* **Extracted information**
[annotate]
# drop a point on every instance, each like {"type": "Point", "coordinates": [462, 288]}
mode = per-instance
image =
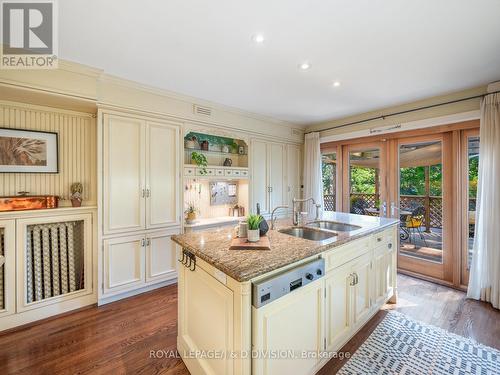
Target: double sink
{"type": "Point", "coordinates": [322, 231]}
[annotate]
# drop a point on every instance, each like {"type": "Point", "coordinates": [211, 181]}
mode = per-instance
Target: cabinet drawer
{"type": "Point", "coordinates": [189, 171]}
{"type": "Point", "coordinates": [345, 253]}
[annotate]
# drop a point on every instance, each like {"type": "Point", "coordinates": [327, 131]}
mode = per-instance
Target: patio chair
{"type": "Point", "coordinates": [415, 221]}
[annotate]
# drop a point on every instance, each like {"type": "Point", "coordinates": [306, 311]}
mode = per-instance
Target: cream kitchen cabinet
{"type": "Point", "coordinates": [268, 171]}
{"type": "Point", "coordinates": [161, 262]}
{"type": "Point", "coordinates": [384, 263]}
{"type": "Point", "coordinates": [124, 264]}
{"type": "Point", "coordinates": [133, 262]}
{"type": "Point", "coordinates": [206, 321]}
{"type": "Point", "coordinates": [140, 171]}
{"type": "Point", "coordinates": [356, 288]}
{"type": "Point", "coordinates": [361, 290]}
{"type": "Point", "coordinates": [7, 267]}
{"type": "Point", "coordinates": [338, 306]}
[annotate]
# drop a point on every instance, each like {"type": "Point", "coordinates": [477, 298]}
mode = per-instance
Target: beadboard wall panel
{"type": "Point", "coordinates": [77, 152]}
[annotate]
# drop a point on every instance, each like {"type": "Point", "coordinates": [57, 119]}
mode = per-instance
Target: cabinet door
{"type": "Point", "coordinates": [123, 264]}
{"type": "Point", "coordinates": [162, 187]}
{"type": "Point", "coordinates": [338, 306]}
{"type": "Point", "coordinates": [362, 268]}
{"type": "Point", "coordinates": [277, 174]}
{"type": "Point", "coordinates": [124, 169]}
{"type": "Point", "coordinates": [259, 181]}
{"type": "Point", "coordinates": [291, 323]}
{"type": "Point", "coordinates": [7, 267]}
{"type": "Point", "coordinates": [205, 321]}
{"type": "Point", "coordinates": [160, 257]}
{"type": "Point", "coordinates": [294, 167]}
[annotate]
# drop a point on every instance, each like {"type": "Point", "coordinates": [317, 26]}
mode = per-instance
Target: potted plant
{"type": "Point", "coordinates": [76, 194]}
{"type": "Point", "coordinates": [200, 160]}
{"type": "Point", "coordinates": [190, 212]}
{"type": "Point", "coordinates": [253, 222]}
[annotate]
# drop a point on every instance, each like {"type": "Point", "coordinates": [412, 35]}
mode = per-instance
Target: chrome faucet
{"type": "Point", "coordinates": [296, 214]}
{"type": "Point", "coordinates": [273, 219]}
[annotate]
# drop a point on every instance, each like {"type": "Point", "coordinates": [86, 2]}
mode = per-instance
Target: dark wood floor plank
{"type": "Point", "coordinates": [117, 338]}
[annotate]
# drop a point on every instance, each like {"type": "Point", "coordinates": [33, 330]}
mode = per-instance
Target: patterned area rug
{"type": "Point", "coordinates": [400, 345]}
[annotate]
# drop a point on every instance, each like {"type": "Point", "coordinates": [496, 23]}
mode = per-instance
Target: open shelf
{"type": "Point", "coordinates": [220, 149]}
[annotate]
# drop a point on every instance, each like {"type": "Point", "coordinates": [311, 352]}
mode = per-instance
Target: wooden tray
{"type": "Point", "coordinates": [243, 244]}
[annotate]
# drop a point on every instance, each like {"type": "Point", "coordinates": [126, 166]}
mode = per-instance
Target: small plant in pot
{"type": "Point", "coordinates": [200, 160]}
{"type": "Point", "coordinates": [191, 211]}
{"type": "Point", "coordinates": [253, 232]}
{"type": "Point", "coordinates": [76, 194]}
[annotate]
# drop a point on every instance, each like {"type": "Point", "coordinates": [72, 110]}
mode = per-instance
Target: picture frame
{"type": "Point", "coordinates": [28, 151]}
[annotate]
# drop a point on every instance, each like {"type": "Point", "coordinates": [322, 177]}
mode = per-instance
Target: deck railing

* **What is needed**
Return the records above exactly as written. Do not include their images.

* **Task output**
[annotate]
# drop a point on every instance, each like {"type": "Point", "coordinates": [462, 288]}
mode = per-instance
image =
Target: double sink
{"type": "Point", "coordinates": [322, 231]}
[annotate]
# drop a point on every instance, each like {"type": "Point", "coordinates": [211, 181]}
mode = per-instance
Target: cabinet drawer
{"type": "Point", "coordinates": [189, 171]}
{"type": "Point", "coordinates": [345, 253]}
[annotate]
# drop a point on every instance, each like {"type": "Point", "coordinates": [327, 131]}
mode = per-instance
Target: patio chair
{"type": "Point", "coordinates": [415, 221]}
[annotate]
# drop a point on every instance, each like {"type": "Point", "coordinates": [306, 311]}
mode = per-instance
Target: cream kitchen cabinet
{"type": "Point", "coordinates": [268, 171]}
{"type": "Point", "coordinates": [161, 262]}
{"type": "Point", "coordinates": [384, 263]}
{"type": "Point", "coordinates": [124, 264]}
{"type": "Point", "coordinates": [133, 262]}
{"type": "Point", "coordinates": [206, 321]}
{"type": "Point", "coordinates": [140, 171]}
{"type": "Point", "coordinates": [356, 288]}
{"type": "Point", "coordinates": [361, 290]}
{"type": "Point", "coordinates": [7, 267]}
{"type": "Point", "coordinates": [338, 306]}
[annotate]
# drop a point on every instance, each like {"type": "Point", "coordinates": [477, 298]}
mode = per-instance
Target: beadboard wall panel
{"type": "Point", "coordinates": [77, 152]}
[annotate]
# drop a point on every instance, each like {"type": "Point", "coordinates": [57, 119]}
mode = per-instance
Target: cabinet door
{"type": "Point", "coordinates": [123, 264]}
{"type": "Point", "coordinates": [162, 187]}
{"type": "Point", "coordinates": [338, 306]}
{"type": "Point", "coordinates": [362, 268]}
{"type": "Point", "coordinates": [277, 174]}
{"type": "Point", "coordinates": [124, 169]}
{"type": "Point", "coordinates": [259, 181]}
{"type": "Point", "coordinates": [291, 323]}
{"type": "Point", "coordinates": [7, 267]}
{"type": "Point", "coordinates": [205, 321]}
{"type": "Point", "coordinates": [160, 257]}
{"type": "Point", "coordinates": [294, 167]}
[annotate]
# drop a point on every instance, each like {"type": "Point", "coordinates": [317, 26]}
mode = per-instance
Target: potted plant
{"type": "Point", "coordinates": [76, 194]}
{"type": "Point", "coordinates": [200, 160]}
{"type": "Point", "coordinates": [190, 212]}
{"type": "Point", "coordinates": [253, 222]}
[annotate]
# drop a point on every instance, each like {"type": "Point", "coordinates": [412, 35]}
mode = per-instance
Target: chrome faucet
{"type": "Point", "coordinates": [296, 214]}
{"type": "Point", "coordinates": [273, 219]}
[annotate]
# drop a point on every instance, each like {"type": "Point", "coordinates": [86, 2]}
mode = per-instance
Target: dark wood floor plank
{"type": "Point", "coordinates": [117, 338]}
[annotate]
# drop a point on every instance, each like {"type": "Point", "coordinates": [33, 330]}
mode = per-instance
Target: patterned area rug
{"type": "Point", "coordinates": [400, 345]}
[annotate]
# drop a point on every instance, each like {"type": "Point", "coordinates": [496, 23]}
mode = per-instance
Target: open shelf
{"type": "Point", "coordinates": [220, 149]}
[annotate]
# drop a point on every instance, each like {"type": "Point", "coordinates": [311, 352]}
mode = per-instance
Target: wooden tray
{"type": "Point", "coordinates": [243, 244]}
[annotate]
# drop a point on every instance, each like {"type": "Point", "coordinates": [126, 166]}
mode = per-instance
Target: small plant in pot
{"type": "Point", "coordinates": [200, 160]}
{"type": "Point", "coordinates": [191, 211]}
{"type": "Point", "coordinates": [253, 232]}
{"type": "Point", "coordinates": [76, 194]}
[annotate]
# drop a point on every instance, each like {"type": "Point", "coordinates": [72, 110]}
mode = per-instance
Target: picture frame
{"type": "Point", "coordinates": [28, 151]}
[annotate]
# drop a point on every instance, each like {"type": "Point", "coordinates": [322, 177]}
mode = per-instance
Target: deck railing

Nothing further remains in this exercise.